[Brief] Everything from the line containing "Where can the white cloud" to the end of the listing is to be set down exactly, both ends included, and nothing before it.

+++ Extracted entries

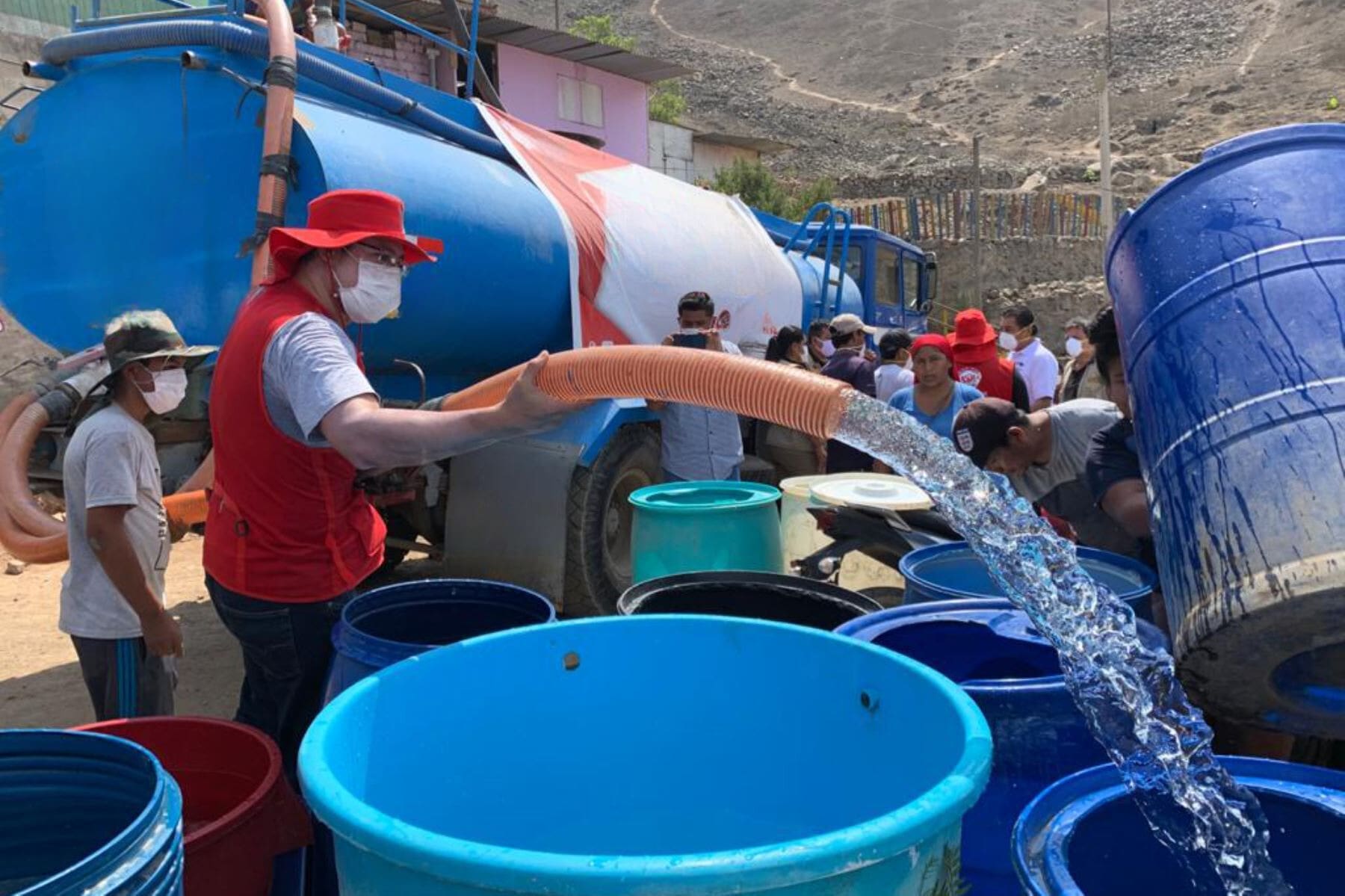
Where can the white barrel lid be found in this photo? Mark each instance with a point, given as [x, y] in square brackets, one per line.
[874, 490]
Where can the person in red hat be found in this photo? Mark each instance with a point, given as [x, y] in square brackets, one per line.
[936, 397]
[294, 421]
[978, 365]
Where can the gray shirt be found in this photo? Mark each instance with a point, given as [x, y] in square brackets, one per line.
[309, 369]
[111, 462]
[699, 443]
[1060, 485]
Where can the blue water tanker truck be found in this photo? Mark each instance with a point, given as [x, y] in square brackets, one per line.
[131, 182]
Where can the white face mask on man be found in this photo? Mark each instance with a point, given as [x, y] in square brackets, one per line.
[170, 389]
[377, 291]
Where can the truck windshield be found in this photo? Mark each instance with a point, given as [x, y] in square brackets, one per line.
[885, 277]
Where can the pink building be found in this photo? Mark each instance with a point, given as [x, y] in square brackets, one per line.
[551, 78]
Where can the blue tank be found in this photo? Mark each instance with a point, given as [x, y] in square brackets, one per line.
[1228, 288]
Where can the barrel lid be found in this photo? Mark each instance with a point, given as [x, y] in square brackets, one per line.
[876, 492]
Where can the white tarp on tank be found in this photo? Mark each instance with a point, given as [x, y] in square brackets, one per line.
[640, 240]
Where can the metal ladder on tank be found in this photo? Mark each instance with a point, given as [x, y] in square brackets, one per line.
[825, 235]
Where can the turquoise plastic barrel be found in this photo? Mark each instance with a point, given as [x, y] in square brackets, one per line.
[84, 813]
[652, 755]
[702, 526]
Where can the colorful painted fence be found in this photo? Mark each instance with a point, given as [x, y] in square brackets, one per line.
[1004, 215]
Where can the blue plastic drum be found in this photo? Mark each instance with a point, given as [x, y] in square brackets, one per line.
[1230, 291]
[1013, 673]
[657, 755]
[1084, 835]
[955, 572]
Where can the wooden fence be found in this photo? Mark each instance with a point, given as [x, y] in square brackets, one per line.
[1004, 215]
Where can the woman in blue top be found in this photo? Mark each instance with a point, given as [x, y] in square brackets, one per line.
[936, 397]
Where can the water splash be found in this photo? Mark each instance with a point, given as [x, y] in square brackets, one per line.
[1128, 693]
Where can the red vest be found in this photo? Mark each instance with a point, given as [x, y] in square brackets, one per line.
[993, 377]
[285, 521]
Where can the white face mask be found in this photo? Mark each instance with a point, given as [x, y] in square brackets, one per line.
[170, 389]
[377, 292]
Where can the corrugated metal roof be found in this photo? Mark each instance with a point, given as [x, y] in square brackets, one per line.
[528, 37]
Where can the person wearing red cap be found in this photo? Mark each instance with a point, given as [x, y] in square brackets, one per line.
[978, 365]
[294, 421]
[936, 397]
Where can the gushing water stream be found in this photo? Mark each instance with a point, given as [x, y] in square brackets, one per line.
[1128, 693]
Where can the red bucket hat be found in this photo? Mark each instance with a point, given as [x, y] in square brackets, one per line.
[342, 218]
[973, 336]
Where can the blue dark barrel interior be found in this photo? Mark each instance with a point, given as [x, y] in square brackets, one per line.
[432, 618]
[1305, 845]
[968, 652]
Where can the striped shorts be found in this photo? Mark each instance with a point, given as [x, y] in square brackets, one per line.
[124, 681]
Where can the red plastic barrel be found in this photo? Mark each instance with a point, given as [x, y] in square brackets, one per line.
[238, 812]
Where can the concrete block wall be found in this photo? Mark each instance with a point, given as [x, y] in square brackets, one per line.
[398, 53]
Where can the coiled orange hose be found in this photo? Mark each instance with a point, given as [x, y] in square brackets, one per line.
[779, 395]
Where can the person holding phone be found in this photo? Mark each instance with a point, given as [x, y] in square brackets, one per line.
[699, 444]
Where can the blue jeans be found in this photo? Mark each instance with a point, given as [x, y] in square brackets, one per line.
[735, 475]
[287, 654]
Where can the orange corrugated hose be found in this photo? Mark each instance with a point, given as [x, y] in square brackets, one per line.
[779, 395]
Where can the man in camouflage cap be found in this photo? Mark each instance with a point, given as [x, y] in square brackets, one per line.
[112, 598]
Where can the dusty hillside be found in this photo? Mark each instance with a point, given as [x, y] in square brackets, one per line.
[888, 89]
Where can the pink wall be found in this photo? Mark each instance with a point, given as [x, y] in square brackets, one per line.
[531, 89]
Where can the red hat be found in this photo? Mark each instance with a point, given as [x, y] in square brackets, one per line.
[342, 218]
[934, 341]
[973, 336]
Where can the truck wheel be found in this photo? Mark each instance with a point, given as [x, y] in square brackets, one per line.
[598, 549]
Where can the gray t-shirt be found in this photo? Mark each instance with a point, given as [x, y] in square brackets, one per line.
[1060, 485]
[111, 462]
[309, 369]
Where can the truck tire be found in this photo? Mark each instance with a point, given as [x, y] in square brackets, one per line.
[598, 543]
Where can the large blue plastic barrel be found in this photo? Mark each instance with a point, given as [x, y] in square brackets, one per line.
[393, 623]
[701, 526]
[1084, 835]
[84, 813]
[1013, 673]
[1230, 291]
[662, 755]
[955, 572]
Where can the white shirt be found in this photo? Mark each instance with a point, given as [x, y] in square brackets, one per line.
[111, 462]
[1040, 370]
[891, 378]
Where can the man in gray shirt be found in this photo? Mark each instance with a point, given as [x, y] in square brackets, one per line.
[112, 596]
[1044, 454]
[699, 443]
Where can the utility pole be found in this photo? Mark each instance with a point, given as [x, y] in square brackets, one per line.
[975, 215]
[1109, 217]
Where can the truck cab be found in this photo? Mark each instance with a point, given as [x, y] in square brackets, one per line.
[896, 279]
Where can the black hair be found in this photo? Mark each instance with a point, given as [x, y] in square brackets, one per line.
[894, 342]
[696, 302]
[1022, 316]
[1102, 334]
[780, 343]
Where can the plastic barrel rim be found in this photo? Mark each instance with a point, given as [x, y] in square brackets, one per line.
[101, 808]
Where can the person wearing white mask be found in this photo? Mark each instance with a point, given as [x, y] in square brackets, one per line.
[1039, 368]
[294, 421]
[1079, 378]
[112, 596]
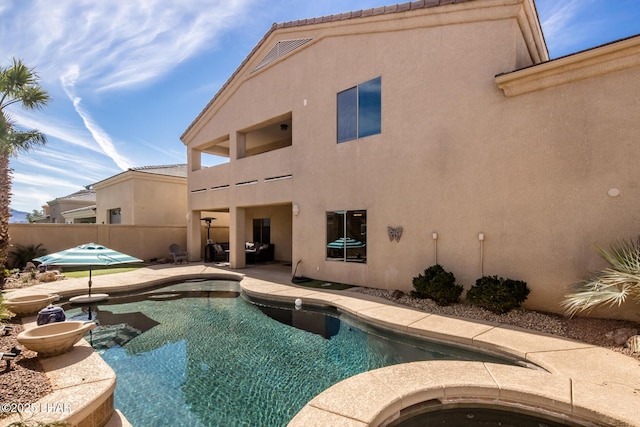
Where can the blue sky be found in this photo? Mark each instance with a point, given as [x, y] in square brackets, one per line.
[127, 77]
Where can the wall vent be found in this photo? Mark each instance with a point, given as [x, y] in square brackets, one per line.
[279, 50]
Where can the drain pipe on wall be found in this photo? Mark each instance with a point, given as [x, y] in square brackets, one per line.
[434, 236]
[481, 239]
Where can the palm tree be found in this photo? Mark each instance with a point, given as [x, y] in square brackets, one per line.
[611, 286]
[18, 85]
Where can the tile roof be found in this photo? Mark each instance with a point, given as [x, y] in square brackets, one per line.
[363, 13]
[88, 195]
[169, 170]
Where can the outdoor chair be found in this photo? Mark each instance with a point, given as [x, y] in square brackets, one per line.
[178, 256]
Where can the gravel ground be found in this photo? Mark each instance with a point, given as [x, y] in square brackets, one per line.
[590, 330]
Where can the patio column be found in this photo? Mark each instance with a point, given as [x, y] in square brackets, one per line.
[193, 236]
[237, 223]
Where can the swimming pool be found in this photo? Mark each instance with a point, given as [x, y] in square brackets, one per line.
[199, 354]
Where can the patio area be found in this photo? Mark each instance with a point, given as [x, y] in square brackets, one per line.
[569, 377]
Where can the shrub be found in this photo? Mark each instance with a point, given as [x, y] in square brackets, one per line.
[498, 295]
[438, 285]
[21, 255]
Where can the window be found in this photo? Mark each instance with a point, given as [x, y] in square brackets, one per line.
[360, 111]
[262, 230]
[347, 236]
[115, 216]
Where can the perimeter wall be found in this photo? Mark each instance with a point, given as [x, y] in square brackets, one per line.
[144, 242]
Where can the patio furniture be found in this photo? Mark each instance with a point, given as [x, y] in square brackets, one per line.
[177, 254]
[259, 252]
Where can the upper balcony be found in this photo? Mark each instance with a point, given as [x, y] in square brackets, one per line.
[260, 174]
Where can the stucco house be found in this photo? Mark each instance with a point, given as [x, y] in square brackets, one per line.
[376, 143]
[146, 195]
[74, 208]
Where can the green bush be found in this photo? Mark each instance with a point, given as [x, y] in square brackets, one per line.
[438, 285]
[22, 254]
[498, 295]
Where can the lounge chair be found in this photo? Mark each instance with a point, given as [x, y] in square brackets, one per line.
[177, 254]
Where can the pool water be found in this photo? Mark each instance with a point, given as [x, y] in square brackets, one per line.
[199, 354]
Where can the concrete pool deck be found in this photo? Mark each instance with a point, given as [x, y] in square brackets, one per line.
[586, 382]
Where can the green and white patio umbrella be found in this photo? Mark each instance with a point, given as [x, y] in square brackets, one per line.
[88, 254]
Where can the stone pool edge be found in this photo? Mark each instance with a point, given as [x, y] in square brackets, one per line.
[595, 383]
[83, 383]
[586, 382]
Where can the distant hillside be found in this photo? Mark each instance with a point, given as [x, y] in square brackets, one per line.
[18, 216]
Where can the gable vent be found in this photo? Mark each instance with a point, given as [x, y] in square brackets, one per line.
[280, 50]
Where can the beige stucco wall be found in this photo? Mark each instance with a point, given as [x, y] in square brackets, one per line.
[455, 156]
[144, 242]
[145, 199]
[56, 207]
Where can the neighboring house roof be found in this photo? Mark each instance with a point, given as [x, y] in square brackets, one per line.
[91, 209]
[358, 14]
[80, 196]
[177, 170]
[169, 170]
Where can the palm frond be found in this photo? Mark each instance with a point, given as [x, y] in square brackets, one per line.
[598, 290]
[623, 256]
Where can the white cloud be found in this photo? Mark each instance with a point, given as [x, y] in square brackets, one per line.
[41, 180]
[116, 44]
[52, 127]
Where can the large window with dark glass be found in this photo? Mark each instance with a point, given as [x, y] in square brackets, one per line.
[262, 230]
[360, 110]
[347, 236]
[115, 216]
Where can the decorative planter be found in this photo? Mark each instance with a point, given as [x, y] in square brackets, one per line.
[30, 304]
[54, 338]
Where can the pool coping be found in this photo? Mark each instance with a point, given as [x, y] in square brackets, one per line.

++++++

[Output of the exercise]
Where can the white cloud be found in this photo? Mark each instance with a point, given as [x, y] in square brackets, one per line.
[41, 180]
[116, 44]
[52, 127]
Where can the large window with dark glass be found in this photo? Mark each instance with a point, given as [x, y] in square brackets, one per line.
[262, 230]
[360, 110]
[347, 236]
[115, 216]
Where can the decorative planter be found in this photo? Mark each instance with a point, given as [x, y] in square brackets, one per line.
[30, 304]
[54, 338]
Where can the pool coping be found in this photo? Mark each instance with a point, given as [x, y] in square brackets, one per line.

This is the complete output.